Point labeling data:
***

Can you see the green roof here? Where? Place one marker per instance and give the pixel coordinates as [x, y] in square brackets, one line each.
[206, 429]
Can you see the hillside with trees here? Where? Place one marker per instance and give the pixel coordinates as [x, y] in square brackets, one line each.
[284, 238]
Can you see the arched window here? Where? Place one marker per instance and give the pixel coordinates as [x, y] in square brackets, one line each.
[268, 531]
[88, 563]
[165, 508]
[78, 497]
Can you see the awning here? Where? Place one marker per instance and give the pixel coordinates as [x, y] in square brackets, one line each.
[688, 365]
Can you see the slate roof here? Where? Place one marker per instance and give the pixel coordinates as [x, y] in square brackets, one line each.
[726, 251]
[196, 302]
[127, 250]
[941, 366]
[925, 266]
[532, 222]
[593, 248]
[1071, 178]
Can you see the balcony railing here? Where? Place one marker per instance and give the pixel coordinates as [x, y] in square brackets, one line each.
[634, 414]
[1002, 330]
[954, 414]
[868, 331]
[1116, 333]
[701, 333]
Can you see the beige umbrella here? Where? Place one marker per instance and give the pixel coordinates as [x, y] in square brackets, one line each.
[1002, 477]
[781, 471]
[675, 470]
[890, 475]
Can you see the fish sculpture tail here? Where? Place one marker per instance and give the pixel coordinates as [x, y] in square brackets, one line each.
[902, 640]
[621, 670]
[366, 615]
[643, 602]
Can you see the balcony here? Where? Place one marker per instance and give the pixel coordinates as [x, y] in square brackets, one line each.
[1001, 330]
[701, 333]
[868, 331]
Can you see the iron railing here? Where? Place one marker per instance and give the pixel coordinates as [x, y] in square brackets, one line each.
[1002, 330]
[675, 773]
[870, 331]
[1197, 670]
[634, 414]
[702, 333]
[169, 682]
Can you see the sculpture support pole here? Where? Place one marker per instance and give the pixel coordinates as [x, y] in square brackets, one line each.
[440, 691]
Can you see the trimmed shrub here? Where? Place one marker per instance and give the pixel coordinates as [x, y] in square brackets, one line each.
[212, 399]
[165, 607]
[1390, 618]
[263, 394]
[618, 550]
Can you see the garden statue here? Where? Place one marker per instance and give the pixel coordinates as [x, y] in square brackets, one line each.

***

GIVEN TASK :: Please arrange every line of the data above as a numbered list, leaving out any blank lines.

SOLUTION TO THE EXERCISE ::
1. Can you see the green roof here? Where? Place one marker per instance and give the pixel coordinates as [x, y] in square brackets, one line each.
2. [206, 429]
3. Can you see the hillside with trees here? Where? Place one marker per instance and give the pixel coordinates as [x, y] in square brackets, one line each.
4. [284, 238]
5. Can you see the arched window here? Where? Place one marker per instance and give the pixel coordinates as [x, y] in square brackets, one line each.
6. [268, 531]
7. [88, 563]
8. [165, 508]
9. [78, 497]
10. Can you see the awning here? Where? Place one marker per instance and give the pixel coordinates as [x, y] in square brackets, one line each.
11. [688, 365]
12. Can you see the slate roof here? Where? Place one marker per instance and give the pixel coordinates as [x, y] in square brackets, one line each.
13. [726, 251]
14. [196, 302]
15. [127, 250]
16. [941, 366]
17. [925, 266]
18. [532, 222]
19. [593, 248]
20. [1071, 178]
21. Can you see the balcony railing here? Where? Place one marker per instance and give the pixel coordinates as [x, y] in square brackets, one line each.
22. [634, 414]
23. [1002, 330]
24. [954, 414]
25. [868, 331]
26. [1116, 333]
27. [701, 333]
28. Can you see the beige umbrella here? Where? Place one marker per instance and give the pixel coordinates as [x, y] in square brackets, one line each.
29. [1002, 477]
30. [781, 471]
31. [675, 470]
32. [890, 475]
33. Can you see the fish sculpture tail here? Where? Place one marker per instance and give the pixel coordinates as [x, y] in square brackets, one line each.
34. [902, 640]
35. [621, 670]
36. [366, 615]
37. [643, 602]
38. Can you see the balcony here? Where? Place one marker per instance and give the pixel coordinates as [x, y] in square brackets, one line each.
39. [1001, 330]
40. [701, 333]
41. [868, 331]
42. Can you see the iron railing here? Where? Place one marker per instance and give the pixel coordinates as [x, y] in square brackets, one line each.
43. [1002, 330]
44. [675, 773]
45. [870, 331]
46. [1197, 670]
47. [634, 414]
48. [702, 333]
49. [169, 682]
50. Can you see the sculpture support pole here? Where? Place one marker per instance and give the pixel coordinates as [x, y] in square brackets, one line each.
51. [440, 691]
52. Can you see the trimmed shrub here? Where? Place one marker per instance and give the pixel coordinates as [x, y] in square brackets, one line each.
53. [212, 399]
54. [165, 607]
55. [1390, 618]
56. [263, 394]
57. [618, 550]
58. Can you see the garden statue here? Where? Place one marker per instance and give the pixel coordinates as [x, y] in square brackets, one line each.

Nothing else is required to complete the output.